Исходный текст —
···
И никакого розового детства…
Веснушечек, и мишек, и игрушек,
И добрых тёть, и страшных дядь, и даже
Приятелей средь камешков речных.
Себе самой я с самого начала
То чьим-то сном казалась или бредом,
Иль отраженьем в зеркале чужом…
 
   Ахматова, как всегда, «стирает случайные черты». В бытовой, а не преображенной реальности у Ани Горенко имелись и тети, вполне заботливые, хотя и без нежностей, и дядья, может, и не совсем приятные, но отнюдь не мнимые. И камешки тоже были, пусть и не речные, а морские. Тем не менее Лидия Корнеевна Чуковская не ошиблась. Детство у Ахматовой было заброшенное. Не из-за теть-дядь или отсутствия дорогих игрушек, а из-за родителей, и прежде всего отца.
···
Поставленная задача 1 — Из-за кого, согласно тексту о детстве Ахматовой, её детство было заброшенным?
Поставленная задача 2 — Напишите продолжение текста о детстве Ахматовой, начиная сразу после его последнего предложения.
Записи, приведённые далее, представляют собой самостоятельный материал.
···
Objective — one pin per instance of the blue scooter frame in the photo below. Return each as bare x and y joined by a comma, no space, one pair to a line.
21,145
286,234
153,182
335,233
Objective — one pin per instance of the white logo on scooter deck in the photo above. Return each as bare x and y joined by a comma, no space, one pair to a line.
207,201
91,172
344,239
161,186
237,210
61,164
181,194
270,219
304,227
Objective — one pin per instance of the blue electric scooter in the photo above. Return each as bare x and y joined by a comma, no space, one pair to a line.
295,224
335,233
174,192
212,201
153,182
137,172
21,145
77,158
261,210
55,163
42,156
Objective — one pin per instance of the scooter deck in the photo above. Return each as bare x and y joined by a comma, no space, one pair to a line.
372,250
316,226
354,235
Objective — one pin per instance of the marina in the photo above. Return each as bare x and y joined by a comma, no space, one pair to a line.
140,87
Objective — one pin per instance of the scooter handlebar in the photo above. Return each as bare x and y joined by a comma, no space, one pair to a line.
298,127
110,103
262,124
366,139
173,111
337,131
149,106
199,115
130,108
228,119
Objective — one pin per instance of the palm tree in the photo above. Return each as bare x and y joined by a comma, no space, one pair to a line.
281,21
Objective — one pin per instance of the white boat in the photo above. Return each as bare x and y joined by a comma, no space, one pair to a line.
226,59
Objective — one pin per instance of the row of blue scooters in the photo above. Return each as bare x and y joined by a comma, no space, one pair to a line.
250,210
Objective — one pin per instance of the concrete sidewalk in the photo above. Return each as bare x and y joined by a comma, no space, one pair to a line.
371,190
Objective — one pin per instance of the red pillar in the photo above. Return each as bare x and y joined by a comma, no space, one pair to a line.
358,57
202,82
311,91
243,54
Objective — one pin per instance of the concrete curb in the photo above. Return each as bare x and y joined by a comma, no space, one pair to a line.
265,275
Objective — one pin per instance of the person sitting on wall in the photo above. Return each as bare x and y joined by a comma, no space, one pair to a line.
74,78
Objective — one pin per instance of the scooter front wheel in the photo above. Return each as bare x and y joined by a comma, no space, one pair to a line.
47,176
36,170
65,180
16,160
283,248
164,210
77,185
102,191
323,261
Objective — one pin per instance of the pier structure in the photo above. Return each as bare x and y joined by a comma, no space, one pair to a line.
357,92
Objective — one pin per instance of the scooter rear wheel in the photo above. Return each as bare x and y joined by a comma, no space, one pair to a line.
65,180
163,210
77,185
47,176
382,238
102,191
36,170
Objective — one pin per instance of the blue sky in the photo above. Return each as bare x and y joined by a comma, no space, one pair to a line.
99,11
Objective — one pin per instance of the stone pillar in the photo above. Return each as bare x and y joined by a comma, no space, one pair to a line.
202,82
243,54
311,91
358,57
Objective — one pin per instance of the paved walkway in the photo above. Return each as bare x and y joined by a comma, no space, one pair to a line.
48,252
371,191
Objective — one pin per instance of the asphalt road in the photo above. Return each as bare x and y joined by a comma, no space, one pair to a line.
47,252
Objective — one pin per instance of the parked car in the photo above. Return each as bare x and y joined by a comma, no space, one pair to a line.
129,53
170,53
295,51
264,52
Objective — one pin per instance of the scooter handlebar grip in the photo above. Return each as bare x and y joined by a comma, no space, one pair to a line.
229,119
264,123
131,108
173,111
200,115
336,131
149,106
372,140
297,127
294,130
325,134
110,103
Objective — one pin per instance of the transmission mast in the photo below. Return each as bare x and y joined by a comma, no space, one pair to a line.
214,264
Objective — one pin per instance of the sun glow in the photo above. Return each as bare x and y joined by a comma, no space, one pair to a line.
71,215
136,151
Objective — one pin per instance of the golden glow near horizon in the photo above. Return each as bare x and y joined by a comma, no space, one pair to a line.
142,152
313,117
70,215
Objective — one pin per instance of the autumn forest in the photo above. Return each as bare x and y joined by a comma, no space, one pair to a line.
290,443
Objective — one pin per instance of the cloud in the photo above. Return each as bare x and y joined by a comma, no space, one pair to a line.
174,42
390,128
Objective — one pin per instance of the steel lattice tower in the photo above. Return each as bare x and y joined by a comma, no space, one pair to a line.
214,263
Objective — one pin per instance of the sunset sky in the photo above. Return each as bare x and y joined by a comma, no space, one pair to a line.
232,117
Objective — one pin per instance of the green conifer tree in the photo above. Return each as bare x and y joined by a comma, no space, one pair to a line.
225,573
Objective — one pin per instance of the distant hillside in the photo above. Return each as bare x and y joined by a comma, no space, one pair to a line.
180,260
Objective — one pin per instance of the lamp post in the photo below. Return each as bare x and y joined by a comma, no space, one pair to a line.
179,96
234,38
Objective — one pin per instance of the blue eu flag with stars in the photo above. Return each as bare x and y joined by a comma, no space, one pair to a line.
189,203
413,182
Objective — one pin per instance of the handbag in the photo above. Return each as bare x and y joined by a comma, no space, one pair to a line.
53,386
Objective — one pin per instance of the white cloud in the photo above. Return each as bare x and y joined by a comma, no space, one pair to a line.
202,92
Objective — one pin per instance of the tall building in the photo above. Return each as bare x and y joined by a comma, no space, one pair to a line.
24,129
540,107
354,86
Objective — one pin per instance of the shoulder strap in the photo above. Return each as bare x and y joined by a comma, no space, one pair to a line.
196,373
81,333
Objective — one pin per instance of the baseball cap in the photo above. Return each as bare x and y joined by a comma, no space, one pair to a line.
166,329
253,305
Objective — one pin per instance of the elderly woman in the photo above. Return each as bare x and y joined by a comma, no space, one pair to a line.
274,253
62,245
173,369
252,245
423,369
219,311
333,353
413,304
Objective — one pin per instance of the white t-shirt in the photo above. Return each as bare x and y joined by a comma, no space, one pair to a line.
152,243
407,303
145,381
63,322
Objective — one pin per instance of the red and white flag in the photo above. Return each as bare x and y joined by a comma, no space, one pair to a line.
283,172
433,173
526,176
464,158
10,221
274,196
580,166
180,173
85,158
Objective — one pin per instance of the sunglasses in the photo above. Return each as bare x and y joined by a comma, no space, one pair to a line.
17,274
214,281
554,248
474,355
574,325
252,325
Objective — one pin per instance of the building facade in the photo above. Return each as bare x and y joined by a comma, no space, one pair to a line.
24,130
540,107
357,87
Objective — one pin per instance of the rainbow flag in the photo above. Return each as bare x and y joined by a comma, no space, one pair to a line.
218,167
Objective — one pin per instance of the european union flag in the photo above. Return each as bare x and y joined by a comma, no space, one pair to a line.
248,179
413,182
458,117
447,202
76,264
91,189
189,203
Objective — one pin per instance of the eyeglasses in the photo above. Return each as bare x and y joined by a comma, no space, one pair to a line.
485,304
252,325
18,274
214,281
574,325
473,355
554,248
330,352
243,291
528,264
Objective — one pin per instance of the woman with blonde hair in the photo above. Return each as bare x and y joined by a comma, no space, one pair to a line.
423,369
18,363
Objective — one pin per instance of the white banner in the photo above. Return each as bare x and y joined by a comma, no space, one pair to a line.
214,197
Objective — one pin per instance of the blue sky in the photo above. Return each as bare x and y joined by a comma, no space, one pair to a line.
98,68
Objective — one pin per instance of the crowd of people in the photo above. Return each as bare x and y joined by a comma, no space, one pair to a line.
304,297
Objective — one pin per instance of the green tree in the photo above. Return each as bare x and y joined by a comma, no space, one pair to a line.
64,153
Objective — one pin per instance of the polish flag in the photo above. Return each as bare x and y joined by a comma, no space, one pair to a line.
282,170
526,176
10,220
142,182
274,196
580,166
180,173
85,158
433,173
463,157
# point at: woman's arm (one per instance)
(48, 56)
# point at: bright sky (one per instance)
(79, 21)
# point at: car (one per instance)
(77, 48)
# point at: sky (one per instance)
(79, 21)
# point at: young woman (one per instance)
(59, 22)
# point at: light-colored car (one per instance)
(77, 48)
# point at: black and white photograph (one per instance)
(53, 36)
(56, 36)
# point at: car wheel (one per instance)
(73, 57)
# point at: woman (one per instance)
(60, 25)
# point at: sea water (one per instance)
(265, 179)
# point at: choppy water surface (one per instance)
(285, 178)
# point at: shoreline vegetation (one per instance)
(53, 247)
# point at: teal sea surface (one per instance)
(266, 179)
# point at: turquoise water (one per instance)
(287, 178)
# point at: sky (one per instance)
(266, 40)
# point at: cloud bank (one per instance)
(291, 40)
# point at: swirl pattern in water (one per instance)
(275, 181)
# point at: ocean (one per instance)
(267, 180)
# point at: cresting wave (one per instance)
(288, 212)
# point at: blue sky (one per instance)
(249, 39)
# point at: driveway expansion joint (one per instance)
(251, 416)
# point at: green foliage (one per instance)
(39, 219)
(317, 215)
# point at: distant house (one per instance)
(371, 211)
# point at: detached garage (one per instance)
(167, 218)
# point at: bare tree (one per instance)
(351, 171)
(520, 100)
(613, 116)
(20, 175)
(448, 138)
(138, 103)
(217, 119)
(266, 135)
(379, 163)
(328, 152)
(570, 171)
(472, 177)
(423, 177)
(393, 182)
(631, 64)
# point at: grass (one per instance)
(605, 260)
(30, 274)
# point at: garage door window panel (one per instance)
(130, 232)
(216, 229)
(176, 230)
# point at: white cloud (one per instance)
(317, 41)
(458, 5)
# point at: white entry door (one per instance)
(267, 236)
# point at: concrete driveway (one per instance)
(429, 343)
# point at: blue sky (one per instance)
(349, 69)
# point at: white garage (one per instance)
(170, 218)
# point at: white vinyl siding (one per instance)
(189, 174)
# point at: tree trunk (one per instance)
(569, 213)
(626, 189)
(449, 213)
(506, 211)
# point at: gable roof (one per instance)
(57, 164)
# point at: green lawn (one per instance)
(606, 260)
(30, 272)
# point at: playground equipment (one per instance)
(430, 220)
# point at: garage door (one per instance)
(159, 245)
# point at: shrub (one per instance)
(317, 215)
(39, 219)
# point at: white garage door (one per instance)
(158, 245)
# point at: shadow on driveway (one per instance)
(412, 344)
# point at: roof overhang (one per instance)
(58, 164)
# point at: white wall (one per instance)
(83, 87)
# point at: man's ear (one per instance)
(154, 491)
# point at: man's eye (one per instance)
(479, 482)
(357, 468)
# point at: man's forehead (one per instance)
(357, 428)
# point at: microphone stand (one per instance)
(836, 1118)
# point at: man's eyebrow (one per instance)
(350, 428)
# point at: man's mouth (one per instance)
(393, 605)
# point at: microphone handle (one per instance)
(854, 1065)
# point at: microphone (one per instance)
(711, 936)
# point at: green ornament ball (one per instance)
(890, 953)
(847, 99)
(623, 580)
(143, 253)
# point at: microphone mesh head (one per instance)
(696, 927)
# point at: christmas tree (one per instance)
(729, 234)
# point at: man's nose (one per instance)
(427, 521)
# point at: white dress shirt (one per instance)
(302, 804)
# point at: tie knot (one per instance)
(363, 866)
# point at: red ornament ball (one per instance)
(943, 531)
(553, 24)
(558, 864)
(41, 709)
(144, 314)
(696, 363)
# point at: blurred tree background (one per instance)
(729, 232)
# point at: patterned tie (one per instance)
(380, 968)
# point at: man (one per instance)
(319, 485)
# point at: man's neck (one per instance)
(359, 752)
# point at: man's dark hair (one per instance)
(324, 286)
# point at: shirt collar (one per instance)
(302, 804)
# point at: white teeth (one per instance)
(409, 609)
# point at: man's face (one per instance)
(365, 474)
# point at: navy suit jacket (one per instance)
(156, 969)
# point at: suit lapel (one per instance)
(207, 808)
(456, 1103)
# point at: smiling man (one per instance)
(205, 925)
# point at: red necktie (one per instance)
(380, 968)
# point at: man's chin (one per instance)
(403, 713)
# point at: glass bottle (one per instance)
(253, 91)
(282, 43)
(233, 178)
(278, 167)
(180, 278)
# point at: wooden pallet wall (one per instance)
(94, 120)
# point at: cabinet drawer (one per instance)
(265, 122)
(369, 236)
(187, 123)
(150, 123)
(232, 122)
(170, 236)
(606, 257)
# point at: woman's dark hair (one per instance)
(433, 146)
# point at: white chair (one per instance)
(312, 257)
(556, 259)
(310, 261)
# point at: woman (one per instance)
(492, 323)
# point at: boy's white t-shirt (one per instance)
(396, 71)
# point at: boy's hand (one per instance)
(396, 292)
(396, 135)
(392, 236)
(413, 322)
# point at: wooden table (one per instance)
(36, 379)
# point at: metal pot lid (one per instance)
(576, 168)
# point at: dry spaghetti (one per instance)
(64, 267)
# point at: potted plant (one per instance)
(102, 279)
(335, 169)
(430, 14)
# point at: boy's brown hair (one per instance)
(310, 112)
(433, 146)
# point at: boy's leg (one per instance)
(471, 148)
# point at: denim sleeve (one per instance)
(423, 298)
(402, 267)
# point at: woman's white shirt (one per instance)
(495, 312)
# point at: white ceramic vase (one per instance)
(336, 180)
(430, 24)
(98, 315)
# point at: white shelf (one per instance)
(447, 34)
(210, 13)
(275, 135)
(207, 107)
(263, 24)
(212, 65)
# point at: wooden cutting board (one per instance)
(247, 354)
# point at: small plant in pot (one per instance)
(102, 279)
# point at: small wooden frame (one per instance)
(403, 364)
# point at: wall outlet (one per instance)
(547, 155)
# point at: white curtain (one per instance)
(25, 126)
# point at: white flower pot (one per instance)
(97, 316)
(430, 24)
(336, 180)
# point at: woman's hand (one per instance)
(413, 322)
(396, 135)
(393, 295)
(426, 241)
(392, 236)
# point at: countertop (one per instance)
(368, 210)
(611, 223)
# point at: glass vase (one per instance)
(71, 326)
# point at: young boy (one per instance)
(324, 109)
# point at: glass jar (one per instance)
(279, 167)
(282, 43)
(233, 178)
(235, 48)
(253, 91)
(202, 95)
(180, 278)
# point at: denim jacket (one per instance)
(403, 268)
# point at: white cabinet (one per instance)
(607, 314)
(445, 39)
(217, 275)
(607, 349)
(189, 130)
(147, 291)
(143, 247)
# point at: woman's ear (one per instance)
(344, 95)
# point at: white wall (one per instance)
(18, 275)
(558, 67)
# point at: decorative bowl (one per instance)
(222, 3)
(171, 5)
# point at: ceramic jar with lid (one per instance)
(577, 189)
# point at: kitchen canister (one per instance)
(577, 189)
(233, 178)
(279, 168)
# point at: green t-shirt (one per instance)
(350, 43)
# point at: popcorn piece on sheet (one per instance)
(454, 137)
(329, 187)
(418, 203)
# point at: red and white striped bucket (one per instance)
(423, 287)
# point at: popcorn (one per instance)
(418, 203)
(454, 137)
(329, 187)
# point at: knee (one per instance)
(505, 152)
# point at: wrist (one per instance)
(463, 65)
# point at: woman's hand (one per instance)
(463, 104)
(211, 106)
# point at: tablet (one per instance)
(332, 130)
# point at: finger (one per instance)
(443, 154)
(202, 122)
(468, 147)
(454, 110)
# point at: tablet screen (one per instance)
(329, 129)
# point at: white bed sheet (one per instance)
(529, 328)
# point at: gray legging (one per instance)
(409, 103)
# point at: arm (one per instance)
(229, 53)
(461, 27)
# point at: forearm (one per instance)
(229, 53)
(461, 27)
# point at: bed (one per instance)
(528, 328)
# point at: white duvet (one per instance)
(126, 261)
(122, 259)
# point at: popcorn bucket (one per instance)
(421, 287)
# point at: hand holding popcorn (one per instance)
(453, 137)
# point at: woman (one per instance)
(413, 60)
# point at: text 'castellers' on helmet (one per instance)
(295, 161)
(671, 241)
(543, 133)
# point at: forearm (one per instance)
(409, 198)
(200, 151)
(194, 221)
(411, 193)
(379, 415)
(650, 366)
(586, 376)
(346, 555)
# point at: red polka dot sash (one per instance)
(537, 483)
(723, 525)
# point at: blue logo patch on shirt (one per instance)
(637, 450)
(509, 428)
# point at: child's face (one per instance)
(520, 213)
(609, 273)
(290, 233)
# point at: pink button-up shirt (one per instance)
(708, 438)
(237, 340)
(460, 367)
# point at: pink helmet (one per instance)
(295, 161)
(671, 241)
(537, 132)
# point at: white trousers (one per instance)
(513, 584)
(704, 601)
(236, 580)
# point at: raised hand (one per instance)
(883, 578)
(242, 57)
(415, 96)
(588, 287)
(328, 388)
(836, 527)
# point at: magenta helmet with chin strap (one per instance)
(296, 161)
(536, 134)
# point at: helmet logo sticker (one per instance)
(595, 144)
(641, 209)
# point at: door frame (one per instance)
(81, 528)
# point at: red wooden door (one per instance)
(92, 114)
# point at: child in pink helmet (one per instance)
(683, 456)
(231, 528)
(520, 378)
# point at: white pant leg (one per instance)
···
Результат 1 — Из-за родителей, и прежде всего отца.

Результат 2 —
   Отец Ахматовой, Андрей Антонович Горенко, – человек незаурядный. Умен, «очень высокого росту» и при этом статен и хорош собой. При таких данных он рано, окончив всего лишь штурманскую школу в Николаеве, стал продвигаться по служебной лестнице. Уже в чине лейтенанта флота состоял преподавателем морских юнкерских классов в Николаеве, успешно сотрудничал в здешней прогрессивной газете – «Николаевском вестнике». В южной провинции честолюбивый молодой человек не задержался. В 1878 году его затребовали в Петербург, назначив преподавателем пароходной механики в элитный Морской кадетский корпус. Некоторое время Андрей Горенко был даже инспектором корпуса. И вдруг карьера его застопорилась. В 1880 году при обыске у одного из чиновников Николаева были обнаружены «вредного направления» письма А.А.Горенко. Порывшись в биографии блестящего офицера, шишки сыска выявили еще и порочащие репутацию родственные связи: родные сестры инспектора, Анна и Евгения, – участницы народовольческого движения. Возникло дело о политической неблагонадежности, в ситуации 1881 года, после убийства Александра Второго, достаточно серьезное. До суда не дошло, но от преподавания Горенко отстранили и из Петербурга удалили – отправили как бы в южную ссылку, определив «в качестве флотского офицера на суда Черноморского флота». В период изгнания, на переломе судьбы, в него, видимо, и влюбилась одна из дочерей состоятельного помещика Стогова – Инна.